[EXERCISE INPUTS — start]

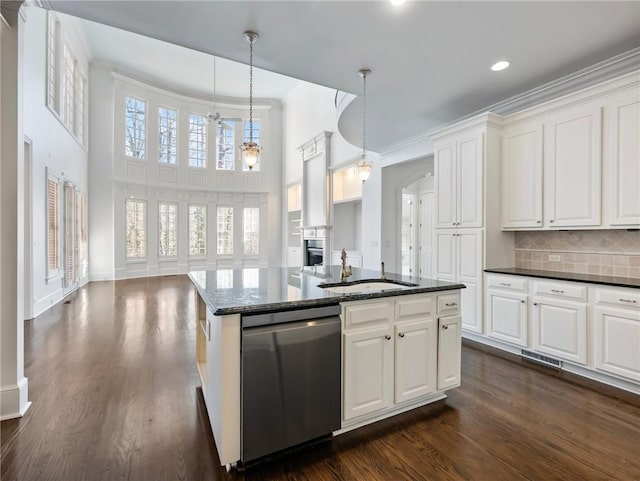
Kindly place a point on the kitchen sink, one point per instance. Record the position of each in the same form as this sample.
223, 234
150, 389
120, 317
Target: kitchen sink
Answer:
364, 287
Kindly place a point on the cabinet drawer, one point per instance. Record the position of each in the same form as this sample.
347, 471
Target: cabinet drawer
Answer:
626, 299
511, 283
565, 291
412, 306
449, 304
367, 314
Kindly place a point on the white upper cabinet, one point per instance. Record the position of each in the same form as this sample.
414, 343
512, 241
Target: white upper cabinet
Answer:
622, 159
572, 168
445, 168
522, 177
459, 182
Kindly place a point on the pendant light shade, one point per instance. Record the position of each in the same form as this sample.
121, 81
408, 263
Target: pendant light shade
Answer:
250, 150
364, 167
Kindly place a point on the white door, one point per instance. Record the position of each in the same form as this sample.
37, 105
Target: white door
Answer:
470, 199
622, 161
427, 251
618, 342
522, 177
507, 316
445, 181
572, 163
415, 359
449, 352
446, 255
368, 371
560, 329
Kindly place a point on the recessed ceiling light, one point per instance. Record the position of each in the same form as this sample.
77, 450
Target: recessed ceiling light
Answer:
501, 65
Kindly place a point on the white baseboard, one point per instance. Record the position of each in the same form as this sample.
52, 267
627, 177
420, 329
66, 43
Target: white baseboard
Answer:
14, 400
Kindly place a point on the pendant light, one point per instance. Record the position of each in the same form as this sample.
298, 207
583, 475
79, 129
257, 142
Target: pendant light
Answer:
364, 167
250, 150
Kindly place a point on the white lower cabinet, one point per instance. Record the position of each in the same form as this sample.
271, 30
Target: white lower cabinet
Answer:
416, 359
396, 352
560, 329
507, 316
368, 371
618, 341
449, 351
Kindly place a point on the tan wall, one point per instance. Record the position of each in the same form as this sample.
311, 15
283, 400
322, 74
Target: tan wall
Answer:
607, 252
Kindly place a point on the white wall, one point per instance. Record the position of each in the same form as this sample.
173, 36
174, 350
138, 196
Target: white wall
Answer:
308, 110
115, 177
53, 147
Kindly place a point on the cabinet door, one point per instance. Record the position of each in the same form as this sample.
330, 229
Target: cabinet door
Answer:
446, 255
618, 342
470, 199
415, 359
507, 316
471, 307
572, 163
560, 329
622, 161
445, 178
368, 371
449, 352
469, 255
522, 177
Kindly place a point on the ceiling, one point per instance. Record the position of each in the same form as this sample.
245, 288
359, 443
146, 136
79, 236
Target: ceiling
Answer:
430, 60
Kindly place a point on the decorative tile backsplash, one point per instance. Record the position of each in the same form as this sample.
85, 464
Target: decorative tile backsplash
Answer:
604, 252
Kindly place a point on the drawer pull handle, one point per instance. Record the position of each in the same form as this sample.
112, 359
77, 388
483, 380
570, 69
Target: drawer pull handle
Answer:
627, 300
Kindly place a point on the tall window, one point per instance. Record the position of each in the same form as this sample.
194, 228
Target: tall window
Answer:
167, 229
197, 141
197, 230
167, 135
52, 62
225, 230
68, 88
53, 227
136, 229
256, 139
135, 127
225, 147
251, 231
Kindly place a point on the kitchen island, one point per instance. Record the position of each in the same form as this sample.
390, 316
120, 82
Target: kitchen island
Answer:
396, 346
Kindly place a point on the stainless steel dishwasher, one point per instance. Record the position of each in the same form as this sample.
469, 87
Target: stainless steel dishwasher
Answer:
290, 390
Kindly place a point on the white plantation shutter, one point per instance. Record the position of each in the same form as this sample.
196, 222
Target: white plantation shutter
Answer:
70, 271
53, 261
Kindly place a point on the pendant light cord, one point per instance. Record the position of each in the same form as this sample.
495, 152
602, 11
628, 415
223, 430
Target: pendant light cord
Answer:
251, 90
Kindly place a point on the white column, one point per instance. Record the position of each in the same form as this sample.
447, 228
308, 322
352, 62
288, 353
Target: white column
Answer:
13, 384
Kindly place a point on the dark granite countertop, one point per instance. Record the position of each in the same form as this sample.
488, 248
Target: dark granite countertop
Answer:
570, 276
270, 289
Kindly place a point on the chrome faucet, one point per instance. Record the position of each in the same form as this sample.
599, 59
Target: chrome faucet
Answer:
344, 273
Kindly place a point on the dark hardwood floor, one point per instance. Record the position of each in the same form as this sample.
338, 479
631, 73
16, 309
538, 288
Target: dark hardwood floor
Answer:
113, 382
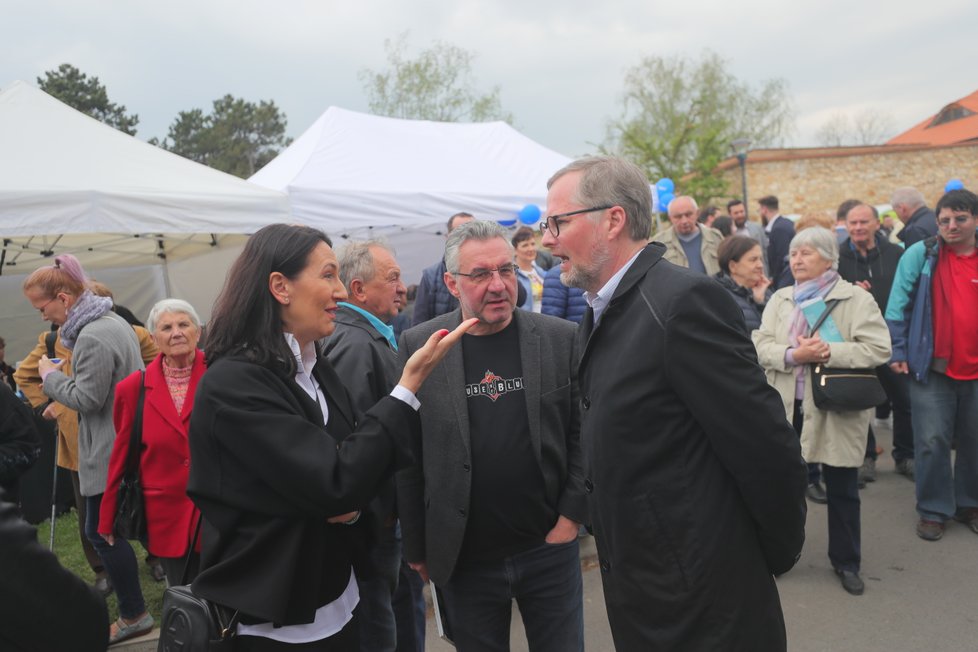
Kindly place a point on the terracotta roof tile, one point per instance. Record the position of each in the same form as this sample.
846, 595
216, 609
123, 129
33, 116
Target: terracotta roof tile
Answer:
958, 130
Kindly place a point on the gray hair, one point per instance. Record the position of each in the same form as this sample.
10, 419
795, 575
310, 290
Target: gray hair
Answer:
908, 196
607, 180
176, 306
695, 205
474, 230
357, 261
821, 240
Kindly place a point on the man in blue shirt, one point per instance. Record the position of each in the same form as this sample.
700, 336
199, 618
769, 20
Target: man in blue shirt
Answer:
363, 351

[EXERCISE INPUTS — finish]

Repeat every line of the data exactly, but do not include pictures.

> [RESULT BELOW]:
Kindly place a point on the kitchen sink, one point per instance. Record the position of each in the same form as this sample.
223, 234
150, 389
120, 317
Target: kitchen sink
Answer:
364, 287
Kindly place a point on the cabinet drawer, one point per instance. Record the position of each in the same form as this sample.
347, 471
Target: cabinet drawer
Answer:
626, 299
511, 283
565, 291
412, 306
449, 304
367, 314
Kindly place a point on the white upper cabinet, one point per instance. Record the position of each in the same form as this sample.
414, 343
512, 241
Target: white upper cabinet
Answer:
622, 159
572, 168
445, 168
522, 177
459, 182
Kindly place a point on the pendant light shade, one point per instance. Record the position of each in the same form as this sample.
121, 81
408, 263
Target: pendant light shade
Answer:
250, 150
364, 167
Kindly place a point on the white door, one point per instance. Record the position of each in the same form as this sample.
37, 105
Target: white door
Answer:
470, 199
622, 161
427, 251
618, 342
522, 177
507, 316
445, 181
572, 163
415, 359
449, 352
446, 255
368, 371
560, 329
Kindly place a point on the recessed ceiling light, one point per instance. Record the position of each in the same form as this sample.
77, 450
Target: recessed ceiling light
Answer:
501, 65
Kindly place a point on the white baseboard, one point per instance. Record the position of each in the same form as this sample.
52, 267
627, 177
420, 329
66, 43
Target: white baseboard
Answer:
14, 400
Kindly place a point on the pendant light, one point per instance. Record the position of each in the same form as this sample.
298, 207
583, 475
79, 129
257, 142
Target: pendant light
Answer:
364, 167
250, 150
Kindly place a point on the white lower cabinet, one point per instance. Record the position of each in the same form as this sample.
271, 30
Target: white lower cabinet
Answer:
416, 359
396, 352
560, 329
507, 316
368, 371
618, 341
449, 351
Kindly place a point on the tan wall, one point per instance. Record the position of each in the same form as this sample.
311, 15
283, 400
322, 74
Target: tan wall
Answer:
607, 252
Kindly place a point on the white wall, one point per instance. Record the position of each in the same form as this sample.
173, 36
174, 350
138, 196
Target: white wall
Answer:
308, 110
115, 177
53, 147
Kindly place a point on the cabinet door, one point per instance. Record the position of each in the same form as this sample.
330, 229
Target: cabinet door
Answer:
446, 255
618, 342
470, 199
415, 359
507, 316
471, 307
572, 163
560, 329
622, 161
445, 178
368, 371
449, 352
469, 255
522, 177
Kindly place a point on the ceiling, one point per instance. Record the position of each in the same form as this sample.
245, 288
359, 443
146, 136
79, 236
Target: ceiling
Answer:
430, 60
Kindly place a point on the decorative tile backsplash, one point per instance. Record the position of each in the same form as this sample.
85, 464
Target: decorative tile backsplash
Answer:
604, 252
Kindly place a point on the drawer pull handle, one point per instance. Record the position of each in the same form as this sample.
112, 359
77, 388
483, 380
570, 69
Target: drawer pull handle
Answer:
627, 300
Kindly place a point on the tall window, one point per instance. Record the position of each in the same form as this sample.
194, 228
Target: tall window
Answer:
167, 229
197, 141
197, 230
167, 135
52, 62
225, 230
68, 88
53, 227
136, 229
256, 139
135, 127
225, 147
251, 231
Kindly place a point on the kitchen island, one point per instance. Record the position of each in the same form as this sample.
390, 316
120, 82
Target: kitchen island
Answer:
396, 346
Kindly place a point on the stainless steel dishwasher, one point per instance. Record the position of each in the same form as this sample.
469, 87
Target: stainless steel dishwasher
Answer:
290, 390
Kindly place a point on the white plantation shutter, one point per instance. Record the position of each in the same form as this sample.
196, 222
Target: white plantation shutter
Answer:
70, 271
53, 261
Kindly place a point on the pendant light cord, one point per instance. Record the position of each in the same form as this sample.
495, 152
602, 11
628, 415
223, 430
Target: pendant light cord
Answer:
251, 90
Kindly place a point on the white column, one point per instance. Record the position of each in the same form as this sample.
447, 228
308, 322
352, 62
288, 353
Target: white column
Answer:
13, 384
Kindly place a point on the dark granite countertop, one point per instance. Record the position of each in the same form as this sample.
488, 248
Target: dark granite countertop
Answer:
570, 276
270, 289
Kindly place a point on the chrome faucet, one point per instance. Record the position of each in the same form as this sample.
599, 59
Target: chrome faucet
Answer:
344, 273
Kindly place a point on the dark hardwood floor, one point per instance. Record the position of each in the same form as this sample.
338, 479
631, 73
16, 309
538, 288
Target: dark hardwood floor
Answer:
113, 382
Kindly place a point on the terracotta roof tile, one point per instance. Record the position of each in the same form as this sample.
846, 595
216, 609
123, 129
33, 116
Target: terracotta roof tile
Answer:
958, 130
Kindly place a point on the gray hair, one point per instance. Record the position of each in the same form as this sample.
10, 419
795, 575
310, 290
Target: gray hair
Answer:
908, 196
607, 180
176, 306
695, 205
474, 230
357, 261
821, 240
Kindly place a point on the man in blue shirt, one point per instance. Record the position of each in the same form as this sample.
700, 336
199, 618
769, 20
Target: man in blue shirt
Answer:
363, 351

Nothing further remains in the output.